[TASK PROMPT] Write the records out exactly as they read, but not the pictures.

+===+

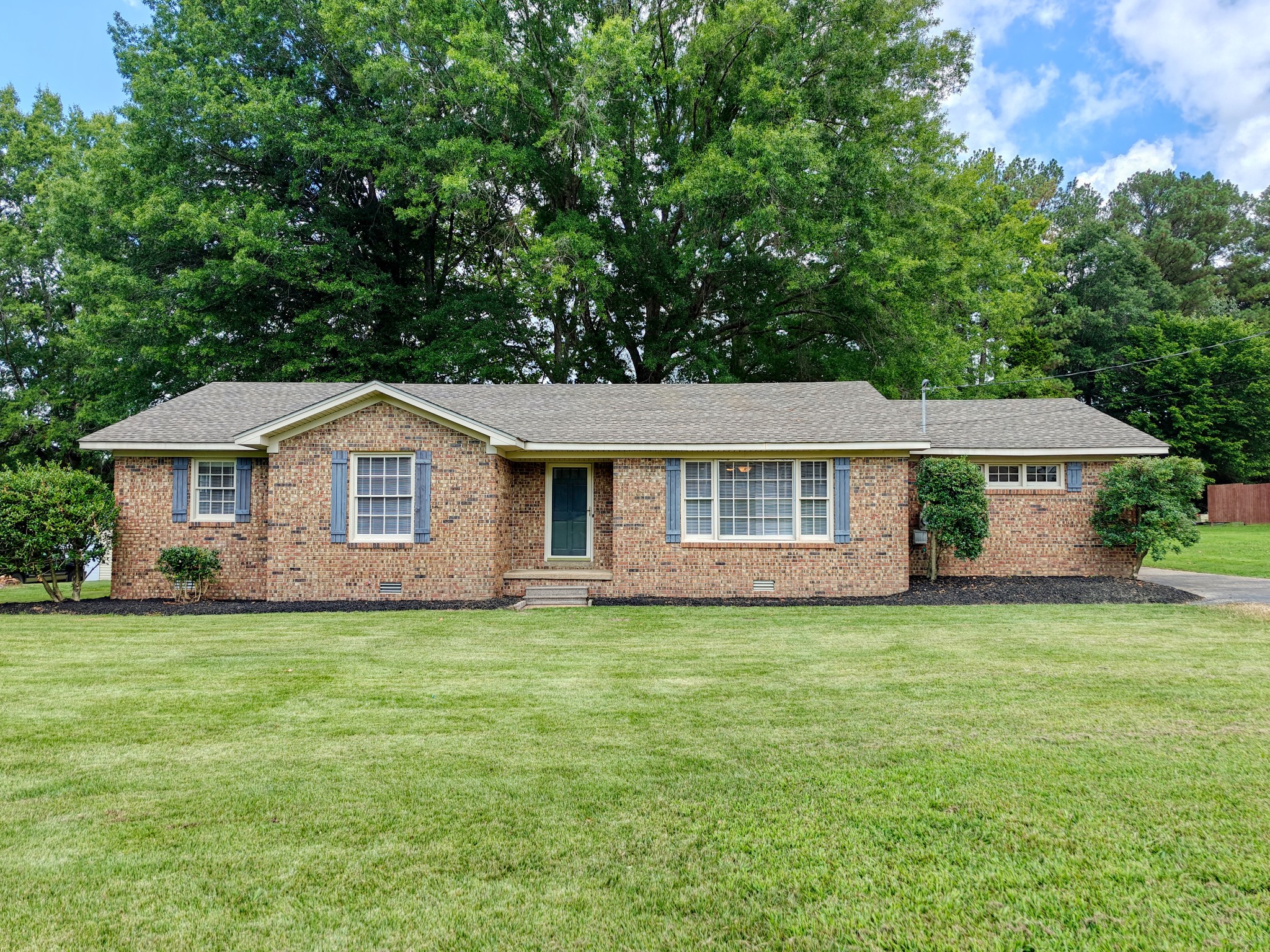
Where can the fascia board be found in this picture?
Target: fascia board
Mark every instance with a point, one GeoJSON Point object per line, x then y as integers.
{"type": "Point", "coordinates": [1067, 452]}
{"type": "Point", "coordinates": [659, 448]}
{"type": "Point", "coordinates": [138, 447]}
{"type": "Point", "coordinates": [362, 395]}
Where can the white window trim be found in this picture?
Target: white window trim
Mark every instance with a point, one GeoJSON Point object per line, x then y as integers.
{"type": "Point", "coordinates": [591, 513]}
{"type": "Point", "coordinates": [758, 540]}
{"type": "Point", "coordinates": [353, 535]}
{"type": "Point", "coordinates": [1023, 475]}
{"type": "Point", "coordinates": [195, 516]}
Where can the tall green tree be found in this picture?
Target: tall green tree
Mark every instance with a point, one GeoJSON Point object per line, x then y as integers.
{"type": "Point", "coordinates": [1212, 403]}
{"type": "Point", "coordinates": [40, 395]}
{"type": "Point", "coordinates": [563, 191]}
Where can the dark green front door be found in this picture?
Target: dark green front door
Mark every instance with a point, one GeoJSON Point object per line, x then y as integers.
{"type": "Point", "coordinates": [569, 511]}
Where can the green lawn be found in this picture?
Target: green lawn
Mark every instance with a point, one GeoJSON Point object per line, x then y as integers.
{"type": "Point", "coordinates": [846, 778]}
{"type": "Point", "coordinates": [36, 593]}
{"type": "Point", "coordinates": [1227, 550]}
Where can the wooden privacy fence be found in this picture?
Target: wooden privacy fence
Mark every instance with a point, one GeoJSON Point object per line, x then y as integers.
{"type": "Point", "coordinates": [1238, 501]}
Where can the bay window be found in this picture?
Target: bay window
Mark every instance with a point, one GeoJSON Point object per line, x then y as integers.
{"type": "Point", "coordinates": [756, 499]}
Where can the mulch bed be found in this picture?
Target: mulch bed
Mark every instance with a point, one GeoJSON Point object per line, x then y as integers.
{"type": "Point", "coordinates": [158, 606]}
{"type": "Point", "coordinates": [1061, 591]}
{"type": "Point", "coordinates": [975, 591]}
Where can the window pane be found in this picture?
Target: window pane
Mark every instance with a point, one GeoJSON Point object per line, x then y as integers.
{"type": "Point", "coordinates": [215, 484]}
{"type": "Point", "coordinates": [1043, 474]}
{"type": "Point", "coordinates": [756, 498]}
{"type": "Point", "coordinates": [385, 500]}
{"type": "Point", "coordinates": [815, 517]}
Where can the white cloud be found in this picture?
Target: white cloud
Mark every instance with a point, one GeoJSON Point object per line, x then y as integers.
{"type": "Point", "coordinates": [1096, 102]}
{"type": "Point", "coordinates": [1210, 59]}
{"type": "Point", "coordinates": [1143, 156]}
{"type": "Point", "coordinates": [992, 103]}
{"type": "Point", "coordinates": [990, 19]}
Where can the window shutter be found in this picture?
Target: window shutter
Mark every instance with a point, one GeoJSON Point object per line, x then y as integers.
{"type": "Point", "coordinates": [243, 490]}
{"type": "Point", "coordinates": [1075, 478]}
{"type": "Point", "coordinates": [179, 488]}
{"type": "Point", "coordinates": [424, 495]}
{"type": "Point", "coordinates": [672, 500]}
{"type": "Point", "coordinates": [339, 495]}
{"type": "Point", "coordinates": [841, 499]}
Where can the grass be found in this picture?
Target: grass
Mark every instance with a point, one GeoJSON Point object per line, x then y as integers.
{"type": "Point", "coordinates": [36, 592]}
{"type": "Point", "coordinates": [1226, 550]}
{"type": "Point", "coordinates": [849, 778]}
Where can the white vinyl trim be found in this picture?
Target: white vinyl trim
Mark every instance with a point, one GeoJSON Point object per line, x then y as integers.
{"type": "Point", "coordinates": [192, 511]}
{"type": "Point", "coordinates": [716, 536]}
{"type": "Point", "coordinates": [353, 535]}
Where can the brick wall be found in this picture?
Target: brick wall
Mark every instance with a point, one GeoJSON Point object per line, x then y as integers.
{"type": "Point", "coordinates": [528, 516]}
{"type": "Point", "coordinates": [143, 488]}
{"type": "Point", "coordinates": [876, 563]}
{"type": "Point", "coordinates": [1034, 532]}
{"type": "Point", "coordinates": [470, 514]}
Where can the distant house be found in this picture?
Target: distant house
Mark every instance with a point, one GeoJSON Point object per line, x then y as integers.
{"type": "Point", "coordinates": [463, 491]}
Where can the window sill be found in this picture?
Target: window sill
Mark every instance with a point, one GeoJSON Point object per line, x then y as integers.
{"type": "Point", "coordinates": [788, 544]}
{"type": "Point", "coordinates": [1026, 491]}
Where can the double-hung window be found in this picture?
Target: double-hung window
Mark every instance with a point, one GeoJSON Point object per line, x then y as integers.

+===+

[OUTPUT]
Where can the fascia board be found in this picture?
Target: fascia board
Mark every instance with a point, one GeoJSON Point object per line, x then y as integers.
{"type": "Point", "coordinates": [1067, 452]}
{"type": "Point", "coordinates": [659, 448]}
{"type": "Point", "coordinates": [138, 447]}
{"type": "Point", "coordinates": [362, 395]}
Where can the white window trim be found in this picture?
Target: white window trim
Mark every instance with a point, one GeoJSON Point object per line, x then y as integers.
{"type": "Point", "coordinates": [591, 513]}
{"type": "Point", "coordinates": [758, 540]}
{"type": "Point", "coordinates": [353, 535]}
{"type": "Point", "coordinates": [1023, 475]}
{"type": "Point", "coordinates": [195, 516]}
Where can the tall green tree be found in this picture?
Target: tall green tree
Mark every instance with a point, one GeoJSON Point object per line, x then y as integers.
{"type": "Point", "coordinates": [1212, 403]}
{"type": "Point", "coordinates": [40, 395]}
{"type": "Point", "coordinates": [563, 191]}
Where can the dark green front door be found in this picture?
Target: dark green front door
Mark every instance with a point, one GeoJSON Point object per line, x then y as integers.
{"type": "Point", "coordinates": [569, 511]}
Where can the green lawn be found in this picture?
Target: green lawn
Mark every instance with a point, one GeoJSON Point object per line, x then y as integers.
{"type": "Point", "coordinates": [846, 778]}
{"type": "Point", "coordinates": [36, 593]}
{"type": "Point", "coordinates": [1227, 550]}
Where can the wooden privacy fence be found in this picture?
Target: wooden privacy fence
Mark every instance with a point, one GeoJSON Point object per line, x then y as integers.
{"type": "Point", "coordinates": [1238, 501]}
Where can the bay window be found in this picture?
Target: bay window
Mark every instance with a point, one GeoJSON Point object per line, x then y as integers.
{"type": "Point", "coordinates": [756, 499]}
Where can the mulch bed be found in this picture?
Target: mulch bed
Mark every instance with a point, one GeoJSON Point object per line, x then y as integers.
{"type": "Point", "coordinates": [158, 606]}
{"type": "Point", "coordinates": [1061, 591]}
{"type": "Point", "coordinates": [975, 591]}
Where can the window pane be found in this picture?
Target: window pane
Mark every instance with a point, one GeoJSON Point object per line, x then y as integers.
{"type": "Point", "coordinates": [215, 484]}
{"type": "Point", "coordinates": [1043, 474]}
{"type": "Point", "coordinates": [756, 498]}
{"type": "Point", "coordinates": [385, 500]}
{"type": "Point", "coordinates": [815, 517]}
Where can the white cloud be found in this picture?
Target: white cloud
Mark every instance with a point, one GeoJSON Point object per line, x then y as integers.
{"type": "Point", "coordinates": [1096, 102]}
{"type": "Point", "coordinates": [1210, 59]}
{"type": "Point", "coordinates": [1143, 156]}
{"type": "Point", "coordinates": [992, 103]}
{"type": "Point", "coordinates": [990, 19]}
Where can the window shutter be found in this picture?
Target: window shutter
Mark every instance with a point, one GeoJSON Point object per line, x then y as integers.
{"type": "Point", "coordinates": [243, 490]}
{"type": "Point", "coordinates": [1075, 478]}
{"type": "Point", "coordinates": [179, 488]}
{"type": "Point", "coordinates": [424, 495]}
{"type": "Point", "coordinates": [672, 500]}
{"type": "Point", "coordinates": [339, 495]}
{"type": "Point", "coordinates": [841, 499]}
Where can the grass be found in this picture?
Target: grass
Mark every instance with a point, one GeoJSON Point object per line, x then y as integers.
{"type": "Point", "coordinates": [36, 592]}
{"type": "Point", "coordinates": [1226, 550]}
{"type": "Point", "coordinates": [849, 778]}
Where can the white vinyl trim be found in this picture?
Target: white vinyl trim
Mark every instance with a point, one GeoJSON Point object per line, x then y as integers.
{"type": "Point", "coordinates": [192, 511]}
{"type": "Point", "coordinates": [716, 536]}
{"type": "Point", "coordinates": [353, 535]}
Where can the brick wall be found in this picture?
Target: brick wall
Mark every instance with a point, one GeoJSON Point object per line, x then y as integers.
{"type": "Point", "coordinates": [528, 516]}
{"type": "Point", "coordinates": [143, 488]}
{"type": "Point", "coordinates": [876, 563]}
{"type": "Point", "coordinates": [1034, 532]}
{"type": "Point", "coordinates": [470, 514]}
Where can the distant house be found in this picture?
Target: distant house
Mark every instance with a point, one GeoJSON Point object per line, x then y as integers.
{"type": "Point", "coordinates": [463, 491]}
Where can the window sill be found in this picture?
Target: window sill
Mark every instance with a point, one GeoJSON Point object per line, x then y as integers.
{"type": "Point", "coordinates": [788, 544]}
{"type": "Point", "coordinates": [1026, 491]}
Where can the double-hung window be found in this picture?
Target: double-hung window
Mark every instance with a point, one GeoJSON Point object per line, x then y as integers.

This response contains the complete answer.